— START —
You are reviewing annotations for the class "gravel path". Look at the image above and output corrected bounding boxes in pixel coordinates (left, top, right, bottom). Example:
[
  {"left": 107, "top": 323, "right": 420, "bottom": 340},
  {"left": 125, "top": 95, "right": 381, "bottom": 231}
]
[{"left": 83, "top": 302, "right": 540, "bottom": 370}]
— END —
Reproduce every item above word for word, line by line.

### TASK RESULT
You are reviewing annotations for the class "gravel path". Look at the image above and output corrected bounding boxes in pixel coordinates (left, top, right, bottom). Example:
[
  {"left": 107, "top": 323, "right": 420, "bottom": 340},
  {"left": 125, "top": 95, "right": 381, "bottom": 231}
]
[{"left": 83, "top": 302, "right": 540, "bottom": 370}]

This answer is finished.